◆ Exercise brief ◆
Produce an exact copy of the lines from the line containing "Locate every instance of the balcony" through the last line of the listing below, both ends included, and nothing else.
— START OF Data in this exercise —
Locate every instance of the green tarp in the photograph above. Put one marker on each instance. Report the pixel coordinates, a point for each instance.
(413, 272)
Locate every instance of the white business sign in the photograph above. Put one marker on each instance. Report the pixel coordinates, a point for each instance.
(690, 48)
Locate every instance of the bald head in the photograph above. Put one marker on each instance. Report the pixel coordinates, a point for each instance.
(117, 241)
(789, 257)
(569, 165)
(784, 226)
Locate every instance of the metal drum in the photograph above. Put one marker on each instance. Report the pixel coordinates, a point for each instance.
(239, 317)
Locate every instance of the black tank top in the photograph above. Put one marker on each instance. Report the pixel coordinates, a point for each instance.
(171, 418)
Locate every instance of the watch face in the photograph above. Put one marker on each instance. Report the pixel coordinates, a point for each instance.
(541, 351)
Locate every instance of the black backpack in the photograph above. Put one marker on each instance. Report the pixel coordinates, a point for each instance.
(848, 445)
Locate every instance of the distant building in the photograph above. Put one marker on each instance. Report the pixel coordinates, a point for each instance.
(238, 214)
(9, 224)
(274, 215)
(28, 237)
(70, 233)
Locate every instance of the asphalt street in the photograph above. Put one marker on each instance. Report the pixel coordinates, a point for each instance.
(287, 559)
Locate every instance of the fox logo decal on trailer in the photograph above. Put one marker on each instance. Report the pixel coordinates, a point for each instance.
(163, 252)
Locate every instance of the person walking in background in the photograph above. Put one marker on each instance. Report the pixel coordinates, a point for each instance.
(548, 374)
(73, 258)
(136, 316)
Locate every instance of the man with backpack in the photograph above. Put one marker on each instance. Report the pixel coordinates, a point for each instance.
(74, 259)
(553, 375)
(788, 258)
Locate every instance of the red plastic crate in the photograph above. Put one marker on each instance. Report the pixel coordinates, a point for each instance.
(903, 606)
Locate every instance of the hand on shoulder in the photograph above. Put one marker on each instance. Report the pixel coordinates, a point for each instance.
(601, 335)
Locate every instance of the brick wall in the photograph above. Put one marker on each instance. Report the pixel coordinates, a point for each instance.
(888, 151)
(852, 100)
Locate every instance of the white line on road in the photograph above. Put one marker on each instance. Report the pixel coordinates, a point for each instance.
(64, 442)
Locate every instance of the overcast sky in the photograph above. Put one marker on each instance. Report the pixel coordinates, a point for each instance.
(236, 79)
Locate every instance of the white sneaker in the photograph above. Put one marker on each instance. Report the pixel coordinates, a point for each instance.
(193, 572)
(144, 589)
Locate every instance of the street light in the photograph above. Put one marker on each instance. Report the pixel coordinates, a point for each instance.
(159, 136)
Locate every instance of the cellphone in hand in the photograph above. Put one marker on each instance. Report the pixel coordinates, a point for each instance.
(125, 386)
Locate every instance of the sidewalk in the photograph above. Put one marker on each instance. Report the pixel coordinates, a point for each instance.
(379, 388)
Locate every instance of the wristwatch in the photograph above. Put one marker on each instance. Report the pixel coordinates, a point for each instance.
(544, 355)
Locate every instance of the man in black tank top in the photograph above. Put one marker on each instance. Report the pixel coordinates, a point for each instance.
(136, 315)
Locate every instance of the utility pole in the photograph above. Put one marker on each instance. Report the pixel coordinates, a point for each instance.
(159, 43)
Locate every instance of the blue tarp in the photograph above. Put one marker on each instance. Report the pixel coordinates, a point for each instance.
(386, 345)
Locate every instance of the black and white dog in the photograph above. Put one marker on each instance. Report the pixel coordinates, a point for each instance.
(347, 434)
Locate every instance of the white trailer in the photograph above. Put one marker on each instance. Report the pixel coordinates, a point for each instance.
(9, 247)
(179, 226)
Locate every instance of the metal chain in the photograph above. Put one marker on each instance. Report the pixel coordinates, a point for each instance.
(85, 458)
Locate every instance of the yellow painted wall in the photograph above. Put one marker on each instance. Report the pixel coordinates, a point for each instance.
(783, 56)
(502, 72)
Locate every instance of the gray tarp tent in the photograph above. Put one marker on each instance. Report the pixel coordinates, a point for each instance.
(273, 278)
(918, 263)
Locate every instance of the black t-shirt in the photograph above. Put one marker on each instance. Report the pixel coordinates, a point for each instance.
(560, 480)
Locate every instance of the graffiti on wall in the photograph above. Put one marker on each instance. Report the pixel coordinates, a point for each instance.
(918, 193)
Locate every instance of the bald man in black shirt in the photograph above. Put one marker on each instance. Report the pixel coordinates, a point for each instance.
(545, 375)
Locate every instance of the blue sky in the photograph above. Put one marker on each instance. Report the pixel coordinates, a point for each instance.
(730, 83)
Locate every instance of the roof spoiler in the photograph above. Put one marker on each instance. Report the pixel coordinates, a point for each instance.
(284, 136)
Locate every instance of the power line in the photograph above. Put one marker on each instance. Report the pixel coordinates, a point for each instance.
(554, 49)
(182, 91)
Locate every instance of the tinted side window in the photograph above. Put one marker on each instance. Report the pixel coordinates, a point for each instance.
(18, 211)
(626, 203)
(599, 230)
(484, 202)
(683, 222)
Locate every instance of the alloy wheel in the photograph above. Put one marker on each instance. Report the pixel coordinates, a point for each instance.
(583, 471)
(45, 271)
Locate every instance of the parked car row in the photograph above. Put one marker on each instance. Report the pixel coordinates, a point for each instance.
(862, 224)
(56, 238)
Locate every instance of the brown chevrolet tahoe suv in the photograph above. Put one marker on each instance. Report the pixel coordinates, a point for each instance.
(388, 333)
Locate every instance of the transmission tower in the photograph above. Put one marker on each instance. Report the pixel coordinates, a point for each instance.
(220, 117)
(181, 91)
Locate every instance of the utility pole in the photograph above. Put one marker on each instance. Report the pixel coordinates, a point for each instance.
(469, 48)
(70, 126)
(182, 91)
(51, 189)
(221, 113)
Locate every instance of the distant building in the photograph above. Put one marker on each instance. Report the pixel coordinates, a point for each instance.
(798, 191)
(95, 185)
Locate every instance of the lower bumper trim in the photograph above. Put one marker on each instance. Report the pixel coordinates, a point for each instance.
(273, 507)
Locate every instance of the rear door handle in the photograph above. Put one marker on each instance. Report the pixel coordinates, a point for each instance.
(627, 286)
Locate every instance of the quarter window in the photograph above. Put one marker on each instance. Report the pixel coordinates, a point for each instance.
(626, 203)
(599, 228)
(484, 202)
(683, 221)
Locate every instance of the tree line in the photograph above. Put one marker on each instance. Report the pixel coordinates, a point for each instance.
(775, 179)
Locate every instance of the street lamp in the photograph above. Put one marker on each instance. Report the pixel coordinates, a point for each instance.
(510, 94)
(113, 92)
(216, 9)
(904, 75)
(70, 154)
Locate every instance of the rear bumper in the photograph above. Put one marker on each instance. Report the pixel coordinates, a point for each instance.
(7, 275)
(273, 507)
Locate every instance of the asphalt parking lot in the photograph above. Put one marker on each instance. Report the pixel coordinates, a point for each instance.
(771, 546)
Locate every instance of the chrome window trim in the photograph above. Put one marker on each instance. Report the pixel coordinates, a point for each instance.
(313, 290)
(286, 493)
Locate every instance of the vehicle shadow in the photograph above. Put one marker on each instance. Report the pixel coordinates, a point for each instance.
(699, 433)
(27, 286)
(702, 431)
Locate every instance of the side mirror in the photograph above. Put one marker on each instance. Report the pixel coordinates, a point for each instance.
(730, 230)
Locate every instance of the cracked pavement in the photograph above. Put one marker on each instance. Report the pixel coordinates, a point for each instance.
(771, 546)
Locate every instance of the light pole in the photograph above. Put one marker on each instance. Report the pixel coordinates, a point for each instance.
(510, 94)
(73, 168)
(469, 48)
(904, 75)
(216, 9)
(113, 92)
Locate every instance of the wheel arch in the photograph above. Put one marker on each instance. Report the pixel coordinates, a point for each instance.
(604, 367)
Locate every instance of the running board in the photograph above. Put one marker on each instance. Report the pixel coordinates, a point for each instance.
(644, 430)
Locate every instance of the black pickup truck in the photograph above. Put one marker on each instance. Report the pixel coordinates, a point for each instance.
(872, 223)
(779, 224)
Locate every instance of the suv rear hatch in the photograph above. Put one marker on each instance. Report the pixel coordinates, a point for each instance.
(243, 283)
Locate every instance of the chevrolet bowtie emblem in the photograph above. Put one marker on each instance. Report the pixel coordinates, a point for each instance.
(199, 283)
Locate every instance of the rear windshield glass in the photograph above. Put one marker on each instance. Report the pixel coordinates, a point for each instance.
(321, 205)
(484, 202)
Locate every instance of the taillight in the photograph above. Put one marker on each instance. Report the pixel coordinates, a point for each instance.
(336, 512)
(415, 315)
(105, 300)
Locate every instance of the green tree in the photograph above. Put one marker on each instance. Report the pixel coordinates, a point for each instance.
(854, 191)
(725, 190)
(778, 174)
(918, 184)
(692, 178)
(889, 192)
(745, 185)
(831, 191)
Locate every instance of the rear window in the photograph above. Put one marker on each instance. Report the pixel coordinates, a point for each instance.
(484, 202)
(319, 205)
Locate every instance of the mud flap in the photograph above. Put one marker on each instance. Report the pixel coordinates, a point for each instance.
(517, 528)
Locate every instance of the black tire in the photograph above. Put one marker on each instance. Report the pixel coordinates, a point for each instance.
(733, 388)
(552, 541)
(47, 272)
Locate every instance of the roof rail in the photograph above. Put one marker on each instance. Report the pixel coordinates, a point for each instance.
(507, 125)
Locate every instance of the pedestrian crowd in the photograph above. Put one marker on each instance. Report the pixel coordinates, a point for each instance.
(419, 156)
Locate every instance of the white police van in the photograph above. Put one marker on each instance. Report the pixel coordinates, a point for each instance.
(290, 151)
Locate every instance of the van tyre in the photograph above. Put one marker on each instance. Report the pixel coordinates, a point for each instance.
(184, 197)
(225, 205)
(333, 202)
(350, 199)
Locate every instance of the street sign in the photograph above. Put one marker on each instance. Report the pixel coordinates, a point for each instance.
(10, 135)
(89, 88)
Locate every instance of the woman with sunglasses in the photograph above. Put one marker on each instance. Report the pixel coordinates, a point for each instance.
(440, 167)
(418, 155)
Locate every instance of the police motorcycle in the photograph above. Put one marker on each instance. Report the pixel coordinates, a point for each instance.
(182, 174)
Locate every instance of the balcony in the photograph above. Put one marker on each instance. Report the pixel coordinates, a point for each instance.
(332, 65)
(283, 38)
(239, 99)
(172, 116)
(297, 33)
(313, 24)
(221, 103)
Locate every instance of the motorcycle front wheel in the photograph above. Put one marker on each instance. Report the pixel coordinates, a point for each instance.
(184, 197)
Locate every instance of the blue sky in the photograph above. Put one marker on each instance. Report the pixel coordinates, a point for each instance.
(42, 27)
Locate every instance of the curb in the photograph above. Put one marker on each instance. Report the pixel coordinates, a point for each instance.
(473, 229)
— END OF Data in this exercise —
◆ Response to this exercise ◆
Locate every instance of the balcony in the photograph above. Put one marker on each instance. Report the pixel coordinates, a point for each instance.
(332, 65)
(283, 38)
(239, 99)
(172, 116)
(297, 33)
(313, 24)
(221, 103)
Locate every instance of the motorcycle front wheel in the photograph above. Put one marker on each instance. Report the pixel coordinates, a point for each instance.
(184, 197)
Locate every instance of the blue sky in the photograph above. Put one marker on each instance. Report the pixel coordinates, a point for each instance.
(42, 27)
Locate every instance of the curb in the photograph above. Put one marker on each instance. Report the pixel coordinates, a point for each instance.
(473, 229)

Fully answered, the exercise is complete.